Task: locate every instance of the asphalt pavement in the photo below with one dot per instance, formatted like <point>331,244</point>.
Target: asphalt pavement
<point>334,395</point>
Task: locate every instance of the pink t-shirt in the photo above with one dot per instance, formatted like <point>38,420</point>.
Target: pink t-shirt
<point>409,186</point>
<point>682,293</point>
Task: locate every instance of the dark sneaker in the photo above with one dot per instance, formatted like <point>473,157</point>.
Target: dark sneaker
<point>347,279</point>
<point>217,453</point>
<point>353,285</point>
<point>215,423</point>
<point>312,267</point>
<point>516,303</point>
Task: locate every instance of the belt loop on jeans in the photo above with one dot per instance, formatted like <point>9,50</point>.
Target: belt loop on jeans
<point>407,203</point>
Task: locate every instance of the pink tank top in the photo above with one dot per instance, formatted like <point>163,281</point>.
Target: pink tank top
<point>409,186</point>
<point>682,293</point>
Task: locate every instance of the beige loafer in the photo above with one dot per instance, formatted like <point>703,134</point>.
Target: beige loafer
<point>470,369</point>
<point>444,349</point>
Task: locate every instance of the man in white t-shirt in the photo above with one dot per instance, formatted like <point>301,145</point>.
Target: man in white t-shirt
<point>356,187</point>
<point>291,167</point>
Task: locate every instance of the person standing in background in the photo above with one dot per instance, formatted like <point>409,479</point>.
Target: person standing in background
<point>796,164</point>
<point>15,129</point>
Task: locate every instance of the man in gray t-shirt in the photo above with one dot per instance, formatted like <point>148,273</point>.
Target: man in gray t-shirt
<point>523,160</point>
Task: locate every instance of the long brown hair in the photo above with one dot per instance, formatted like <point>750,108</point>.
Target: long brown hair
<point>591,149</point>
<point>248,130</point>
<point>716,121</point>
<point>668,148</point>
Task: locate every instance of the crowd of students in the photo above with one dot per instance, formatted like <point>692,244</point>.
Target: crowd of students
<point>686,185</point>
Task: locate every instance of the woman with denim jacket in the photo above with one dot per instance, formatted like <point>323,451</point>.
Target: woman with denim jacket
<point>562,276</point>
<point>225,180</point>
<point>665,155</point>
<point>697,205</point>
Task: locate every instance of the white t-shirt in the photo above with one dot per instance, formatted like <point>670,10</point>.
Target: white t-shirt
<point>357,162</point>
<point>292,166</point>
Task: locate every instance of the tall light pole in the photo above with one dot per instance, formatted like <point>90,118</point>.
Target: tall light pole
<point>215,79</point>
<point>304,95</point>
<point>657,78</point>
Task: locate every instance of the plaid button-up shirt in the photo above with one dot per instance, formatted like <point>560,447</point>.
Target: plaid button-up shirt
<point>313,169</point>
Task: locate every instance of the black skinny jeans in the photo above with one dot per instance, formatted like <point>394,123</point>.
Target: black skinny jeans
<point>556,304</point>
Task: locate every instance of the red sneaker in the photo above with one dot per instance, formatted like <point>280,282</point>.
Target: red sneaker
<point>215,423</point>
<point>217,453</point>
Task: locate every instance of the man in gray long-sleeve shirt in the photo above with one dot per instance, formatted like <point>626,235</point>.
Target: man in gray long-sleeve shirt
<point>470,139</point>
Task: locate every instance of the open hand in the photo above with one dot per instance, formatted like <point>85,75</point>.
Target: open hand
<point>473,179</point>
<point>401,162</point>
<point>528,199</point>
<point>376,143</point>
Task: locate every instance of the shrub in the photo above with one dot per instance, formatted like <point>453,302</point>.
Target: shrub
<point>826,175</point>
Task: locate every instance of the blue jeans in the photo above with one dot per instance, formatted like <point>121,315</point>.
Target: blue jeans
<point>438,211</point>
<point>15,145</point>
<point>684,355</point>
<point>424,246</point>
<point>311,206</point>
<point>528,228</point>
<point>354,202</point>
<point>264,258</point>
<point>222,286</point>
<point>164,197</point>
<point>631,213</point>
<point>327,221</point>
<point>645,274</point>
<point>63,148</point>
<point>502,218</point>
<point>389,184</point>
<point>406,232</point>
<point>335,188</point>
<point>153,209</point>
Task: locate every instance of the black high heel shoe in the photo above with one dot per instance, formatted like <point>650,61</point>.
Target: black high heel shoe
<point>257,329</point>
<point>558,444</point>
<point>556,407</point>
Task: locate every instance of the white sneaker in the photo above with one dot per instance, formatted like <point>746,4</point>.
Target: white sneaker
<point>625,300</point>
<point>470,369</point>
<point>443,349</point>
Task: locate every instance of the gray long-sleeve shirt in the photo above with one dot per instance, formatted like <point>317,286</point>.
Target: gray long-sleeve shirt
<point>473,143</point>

==

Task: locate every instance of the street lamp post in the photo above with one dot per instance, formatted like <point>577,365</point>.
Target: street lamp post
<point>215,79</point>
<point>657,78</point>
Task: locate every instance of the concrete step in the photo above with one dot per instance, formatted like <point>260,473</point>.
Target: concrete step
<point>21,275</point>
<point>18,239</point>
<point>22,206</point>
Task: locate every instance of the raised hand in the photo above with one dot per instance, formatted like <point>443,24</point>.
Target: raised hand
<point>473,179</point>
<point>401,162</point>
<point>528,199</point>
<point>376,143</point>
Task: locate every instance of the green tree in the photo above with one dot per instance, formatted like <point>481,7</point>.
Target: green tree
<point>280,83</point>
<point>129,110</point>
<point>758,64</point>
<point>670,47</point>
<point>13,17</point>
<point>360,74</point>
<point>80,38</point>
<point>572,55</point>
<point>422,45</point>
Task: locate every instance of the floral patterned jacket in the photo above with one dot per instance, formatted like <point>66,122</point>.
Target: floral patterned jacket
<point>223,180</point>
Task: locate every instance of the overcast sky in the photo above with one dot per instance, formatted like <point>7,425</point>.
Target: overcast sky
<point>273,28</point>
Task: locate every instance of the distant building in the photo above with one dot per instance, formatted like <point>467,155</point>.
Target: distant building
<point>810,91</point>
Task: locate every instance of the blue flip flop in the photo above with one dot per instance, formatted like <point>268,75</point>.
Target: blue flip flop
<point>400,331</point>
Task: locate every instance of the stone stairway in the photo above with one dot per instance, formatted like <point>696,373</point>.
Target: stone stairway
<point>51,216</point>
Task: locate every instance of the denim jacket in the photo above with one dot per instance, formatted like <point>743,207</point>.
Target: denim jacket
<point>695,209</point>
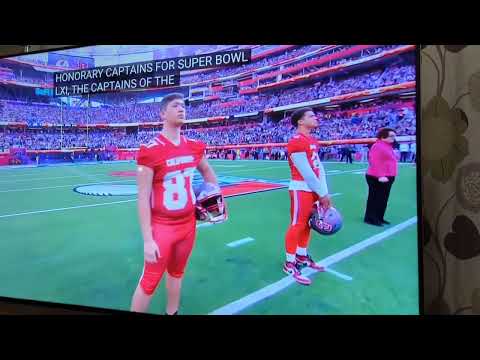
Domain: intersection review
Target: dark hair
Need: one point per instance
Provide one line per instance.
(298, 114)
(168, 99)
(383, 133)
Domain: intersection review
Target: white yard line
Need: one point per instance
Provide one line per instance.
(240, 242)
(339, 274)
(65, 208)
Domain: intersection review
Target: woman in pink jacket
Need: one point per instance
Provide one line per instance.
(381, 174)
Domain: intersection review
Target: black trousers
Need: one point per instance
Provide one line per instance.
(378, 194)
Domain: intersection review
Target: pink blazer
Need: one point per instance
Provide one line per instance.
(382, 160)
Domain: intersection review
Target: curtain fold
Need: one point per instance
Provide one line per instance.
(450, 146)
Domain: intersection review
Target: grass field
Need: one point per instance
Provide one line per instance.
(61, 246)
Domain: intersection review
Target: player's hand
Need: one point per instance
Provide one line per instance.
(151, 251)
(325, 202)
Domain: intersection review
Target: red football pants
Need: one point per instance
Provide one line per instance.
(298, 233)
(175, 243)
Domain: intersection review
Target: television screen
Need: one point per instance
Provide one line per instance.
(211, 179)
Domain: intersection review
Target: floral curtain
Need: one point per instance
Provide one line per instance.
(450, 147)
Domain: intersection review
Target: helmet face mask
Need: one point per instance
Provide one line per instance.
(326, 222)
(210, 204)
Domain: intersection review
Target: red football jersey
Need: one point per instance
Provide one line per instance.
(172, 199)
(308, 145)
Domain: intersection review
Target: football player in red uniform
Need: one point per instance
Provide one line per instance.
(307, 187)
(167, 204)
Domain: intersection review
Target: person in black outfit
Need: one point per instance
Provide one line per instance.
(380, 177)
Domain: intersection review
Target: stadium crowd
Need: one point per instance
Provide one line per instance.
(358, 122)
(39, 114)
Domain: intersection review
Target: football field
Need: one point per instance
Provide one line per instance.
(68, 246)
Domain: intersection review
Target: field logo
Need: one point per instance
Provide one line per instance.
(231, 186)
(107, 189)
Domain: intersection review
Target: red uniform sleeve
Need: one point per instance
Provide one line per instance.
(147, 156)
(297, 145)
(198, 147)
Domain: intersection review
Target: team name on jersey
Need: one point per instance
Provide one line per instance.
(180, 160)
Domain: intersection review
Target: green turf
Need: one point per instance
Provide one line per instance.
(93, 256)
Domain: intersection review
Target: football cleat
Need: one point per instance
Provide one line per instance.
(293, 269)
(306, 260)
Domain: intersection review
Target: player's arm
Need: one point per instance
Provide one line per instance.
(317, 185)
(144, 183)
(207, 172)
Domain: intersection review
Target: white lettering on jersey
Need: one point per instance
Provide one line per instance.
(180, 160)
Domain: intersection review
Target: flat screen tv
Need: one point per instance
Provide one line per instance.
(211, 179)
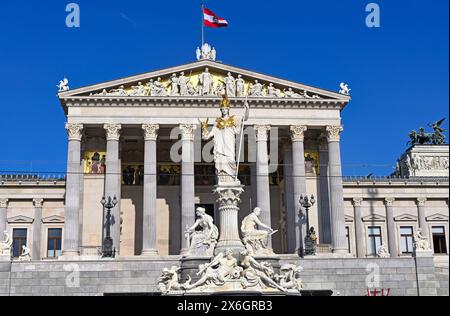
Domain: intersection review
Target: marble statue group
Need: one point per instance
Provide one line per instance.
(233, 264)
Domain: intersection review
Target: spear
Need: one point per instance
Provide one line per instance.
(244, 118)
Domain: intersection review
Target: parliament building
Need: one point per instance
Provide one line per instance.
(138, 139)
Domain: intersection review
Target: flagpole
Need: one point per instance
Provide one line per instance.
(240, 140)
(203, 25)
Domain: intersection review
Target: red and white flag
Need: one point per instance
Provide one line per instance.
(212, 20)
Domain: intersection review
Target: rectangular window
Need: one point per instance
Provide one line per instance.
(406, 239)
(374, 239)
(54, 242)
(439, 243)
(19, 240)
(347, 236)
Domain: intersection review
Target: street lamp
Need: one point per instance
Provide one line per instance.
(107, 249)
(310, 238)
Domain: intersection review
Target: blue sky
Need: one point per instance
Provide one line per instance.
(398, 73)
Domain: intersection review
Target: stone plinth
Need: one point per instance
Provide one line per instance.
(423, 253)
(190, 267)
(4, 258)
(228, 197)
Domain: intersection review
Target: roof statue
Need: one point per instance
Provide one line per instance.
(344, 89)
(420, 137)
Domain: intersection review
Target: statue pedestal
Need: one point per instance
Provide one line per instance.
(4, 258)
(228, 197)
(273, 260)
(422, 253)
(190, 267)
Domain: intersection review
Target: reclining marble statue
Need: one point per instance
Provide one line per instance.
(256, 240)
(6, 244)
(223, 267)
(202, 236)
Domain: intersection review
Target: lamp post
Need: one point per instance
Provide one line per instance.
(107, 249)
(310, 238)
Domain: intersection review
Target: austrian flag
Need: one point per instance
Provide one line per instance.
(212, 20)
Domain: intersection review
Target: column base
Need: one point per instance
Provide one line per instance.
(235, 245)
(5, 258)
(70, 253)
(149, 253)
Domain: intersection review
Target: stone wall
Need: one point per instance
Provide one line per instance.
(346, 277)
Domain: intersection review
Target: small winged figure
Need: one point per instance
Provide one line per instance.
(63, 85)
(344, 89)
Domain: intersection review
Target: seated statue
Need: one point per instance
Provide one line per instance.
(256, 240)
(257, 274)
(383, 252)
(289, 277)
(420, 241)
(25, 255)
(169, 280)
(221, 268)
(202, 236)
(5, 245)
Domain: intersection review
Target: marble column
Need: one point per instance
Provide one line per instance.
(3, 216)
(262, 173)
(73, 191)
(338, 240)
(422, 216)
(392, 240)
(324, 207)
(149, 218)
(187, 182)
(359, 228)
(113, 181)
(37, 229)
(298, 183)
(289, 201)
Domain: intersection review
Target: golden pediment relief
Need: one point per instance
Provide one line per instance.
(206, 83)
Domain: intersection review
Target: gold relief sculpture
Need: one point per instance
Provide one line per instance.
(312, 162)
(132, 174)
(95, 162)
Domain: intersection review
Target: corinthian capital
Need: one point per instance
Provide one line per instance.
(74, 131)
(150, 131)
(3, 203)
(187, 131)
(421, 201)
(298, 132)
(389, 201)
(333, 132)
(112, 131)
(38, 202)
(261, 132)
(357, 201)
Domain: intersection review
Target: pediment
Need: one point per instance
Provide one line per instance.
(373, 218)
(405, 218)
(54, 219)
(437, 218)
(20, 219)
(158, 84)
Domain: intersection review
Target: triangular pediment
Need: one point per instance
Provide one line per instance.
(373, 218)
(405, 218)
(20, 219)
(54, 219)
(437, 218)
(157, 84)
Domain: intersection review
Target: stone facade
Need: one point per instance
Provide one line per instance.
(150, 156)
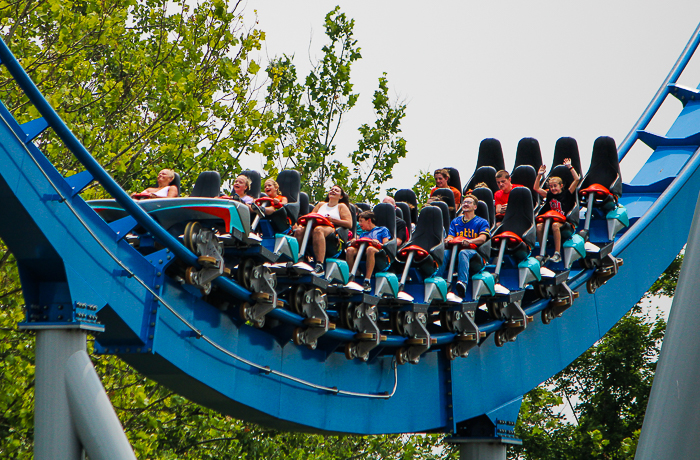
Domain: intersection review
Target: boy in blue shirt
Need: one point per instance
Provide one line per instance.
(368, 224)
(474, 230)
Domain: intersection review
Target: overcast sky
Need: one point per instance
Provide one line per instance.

PROBLEM - Where a line of the listing includes the word "uniform", add it to the tally, and give the final number and nothing more.

OUTPUT OF THE EXERCISE - 2